**DIRECTIVE 1**
Give back the passage in the balenaOS forum post from "Device /mnt/boot/config.json show" up to and including "to push locally.", word for word.
**DIRECTIVE 2**
Carry the forum post about the failed local push to a Jetson Xavier NX forward from its final line.

**EXTRACTED TEXT**
* * *
Scanning development OS shows production variant (Cannot push locally)

Flashed SD card with development OS variant for jetson xavier nx devkit. (balena-cloud-FLEETNAME-jetson-xavier-nx-devkit-2.82.11+rev8-dev-v12.9.3.img)

Scanning the network, it shows the production variant:

Scanning for local balenaOS devices... Reporting scan results
- 
  host:       9c3687a.local
  address:   192.168.0.121
  osVariant: production

Device /mnt/boot/config.json show "developmentMode": "true",.

This leads to an issues that might be related: With local mode enabled, it is not possible to push locally.

balena device local-mode 9c3687ad88bfab6ae30ac121f1709b7a --enable   

Local mode on device 9c3687ad88bfab6ae30ac121f1709b7a is now ENABLED.

balena push  9c3687a.local                                                                   
Retrying "Supervisor API (GET http://192.168.0.121:48484/ping)" after 2.0s (1 of 5) due to: Error: connect EHOSTUNREACH 192.168.0.121:48484
Retrying "Supervisor API (GET http://192.168.0.121:48484/ping)" after 4.0s (2 of 5) due to: Error: connect EHOSTUNREACH 192.168.0.121:48484
Retrying "Supervisor API (GET http://192.168.0.121:48484/ping)" after 4.0s (3 of 5) due to: Error: connect EHOSTUNREACH 192.168.0.121:48484
Retrying "Supervisor API (GET http://192.168.0.121:48484/ping)" after 4.0s (4 of 5) due to: Error: connect EHOSTUNREACH 192.168.0.121:48484
Retrying "Supervisor API (GET http://192.168.0.121:48484/ping)" after 4.0s (5 of 5) due to: Error: connect EHOSTUNREACH 192.168.0.121:48484
Could not communicate with device supervisor at address 192.168.0.121:48484.
* * *
**RAW RECORDS**
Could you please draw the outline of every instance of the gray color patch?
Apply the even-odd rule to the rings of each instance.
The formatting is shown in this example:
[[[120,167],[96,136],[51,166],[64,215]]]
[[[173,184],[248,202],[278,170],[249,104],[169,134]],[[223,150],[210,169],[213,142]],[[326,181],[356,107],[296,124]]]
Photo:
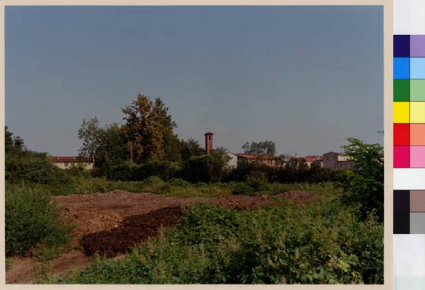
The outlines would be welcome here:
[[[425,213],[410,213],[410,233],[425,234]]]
* * *
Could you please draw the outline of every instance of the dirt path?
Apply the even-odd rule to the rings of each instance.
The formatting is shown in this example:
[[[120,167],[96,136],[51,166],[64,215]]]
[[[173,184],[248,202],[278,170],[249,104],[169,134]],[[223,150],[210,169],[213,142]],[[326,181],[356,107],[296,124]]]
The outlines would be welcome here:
* * *
**OUTPUT 1**
Device /mnt/boot/config.json show "developmentMode": "true",.

This leads to an issues that might be related: With local mode enabled, it is not possible to push locally.

**OUTPUT 2**
Device may not have local mode enabled. Check with:
  balena device local-mode <device-uuid>

For a reason I cannot explain, after a few reboots, scan now show the output for the development variant and I can now use the local mode!?!

Having the same issue on a Raspberry 4, booting from SSD connected to usb 3.0.

@le13francois @luandro

Yeah I had the same issue with RPi 3 and RPi 4 as shown here: Cannot push to Balena device that appears to be functional: Supervisor API ECONNREFUSED - #35 by klutchell
Normally this did not work until one reboot, then it worked. @klutchell - seems like you can open up the bug again and it should be wider now with Jetson Nano, RPi 3 and RPi 4 this time.

Thanks for cross-linking the threads @nmaas87, I’ve linked the same issue in our database so we can track occurrences!

@le13francois could you confirm your OS release version and we will attempt to reproduce internally?

Could you also include the journal logs when it’s in that state after first boot? They can be collected with journalctl -u balena-supervisor -u os-config-json -a --no-pager.

Could you also provide the version of balena CLI you are using? Does the behaviour change if you update to the latest?

@klutchell

This seems to occur randomly, and when it does there’s no way to ssh into the device to get journal logs. The device ip pings, and appear with Online (VPN only) on the Balena dashboard, but no logs appear there either. After a few reboots everything goes back to normal.

I’m using balenaOS 2.94.4 on a Raspberry 4, booting from a SSD connected to usb 3. Supervisor
12.11.36. I didn’t even bother testing another version of Balena CLI cause the issue is clearly not there.

This is really really annoying issue.

@le13francois @luandro Does this only happen with development images, or production as well? Did this only start happening with recent OS releases? Have you tried to ssh with ssh -p 22222 balenacloud_username@balena.local or ssh -p 22222 root@balena.local?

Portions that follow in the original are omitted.